* **EXCERPTED PASSAGE**
** Start **
Señorella and the Glass Huarache is a 1964 Warner Bros. Looney Tunes cartoon directed by Hawley Pratt (who also produced the layouts) and written by John W. Dunn. The short was released on August 1, 1964.

The plotline is a typical Cinderella story, but set in Mexico. This was the last Looney Tunes short released before the Warner Bros. Cartoons division was shut down. The studio would reopen for DePatie-Freleng Enterprises and again in 1967 for Warner Bros.-Seven Arts. To most fans, this cartoon's release marks the end of the "classic" era. It was the final one-shot until 1968. Chuck Jones' ending sequence from Now Hear This and Bartholomew Versus the Wheel was used in this cartoon and this was the final cartoon to have this ending sequence.
** End **
* **RECORDS**
** Start **
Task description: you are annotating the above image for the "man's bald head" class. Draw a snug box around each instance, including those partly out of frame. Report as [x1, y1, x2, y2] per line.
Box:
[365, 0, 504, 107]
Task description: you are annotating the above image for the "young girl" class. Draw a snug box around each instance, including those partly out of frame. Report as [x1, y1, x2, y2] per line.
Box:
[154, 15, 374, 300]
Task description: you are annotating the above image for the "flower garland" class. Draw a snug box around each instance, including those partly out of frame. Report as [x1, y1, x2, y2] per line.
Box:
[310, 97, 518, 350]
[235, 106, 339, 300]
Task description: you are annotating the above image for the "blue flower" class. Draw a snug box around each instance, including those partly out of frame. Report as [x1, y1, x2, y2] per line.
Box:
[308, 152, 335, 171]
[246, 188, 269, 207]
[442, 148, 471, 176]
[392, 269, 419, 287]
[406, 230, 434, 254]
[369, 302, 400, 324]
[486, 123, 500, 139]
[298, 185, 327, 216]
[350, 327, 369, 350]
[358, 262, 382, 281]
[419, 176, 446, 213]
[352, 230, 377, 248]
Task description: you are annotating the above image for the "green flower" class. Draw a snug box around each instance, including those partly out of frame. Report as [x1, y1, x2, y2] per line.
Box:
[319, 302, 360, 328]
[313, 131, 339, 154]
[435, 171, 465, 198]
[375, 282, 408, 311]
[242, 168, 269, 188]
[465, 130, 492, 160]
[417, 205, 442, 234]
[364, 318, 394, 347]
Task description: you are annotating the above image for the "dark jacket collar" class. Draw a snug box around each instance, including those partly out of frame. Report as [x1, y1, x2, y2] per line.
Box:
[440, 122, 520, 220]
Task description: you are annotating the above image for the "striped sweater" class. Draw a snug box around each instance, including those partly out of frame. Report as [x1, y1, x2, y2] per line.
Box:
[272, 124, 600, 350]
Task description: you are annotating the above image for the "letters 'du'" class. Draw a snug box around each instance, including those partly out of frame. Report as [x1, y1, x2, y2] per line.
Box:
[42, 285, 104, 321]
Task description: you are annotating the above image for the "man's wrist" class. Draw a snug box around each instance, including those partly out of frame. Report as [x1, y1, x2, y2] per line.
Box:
** End **
* **THE TASK**
Resume the passage about the 1964 Looney Tunes cartoon from where it stops. The listing is not needed for what follows.

* **THE OUTPUT**
Plot

At a cantina, a man tells his friend a Mexican version of "Cinderella". Leetle Señorella's "strapmother (stepmother)" and her "strapsiblings" make her do all their dirty work. They won't let her go to Prince Don Jose Miguel's big fiesta, but her fairy godmother comes through with a gorgeous wardrobe and a beautiful "transporte" drawn by a team of mules (formerly cockroaches). At the fiesta, the prince is bored out of his mind while the girls, including Senorella's strapsiblings, dance to impress him and fail miserably. However, he immediately becomes smitten when he sees Señorella. She and Prince Don Jose tango the night away, and his father, Don Miguel, is happy. However at midnight Señorella vamooses, leaving her glass huarache (a Mexican sandal) behind.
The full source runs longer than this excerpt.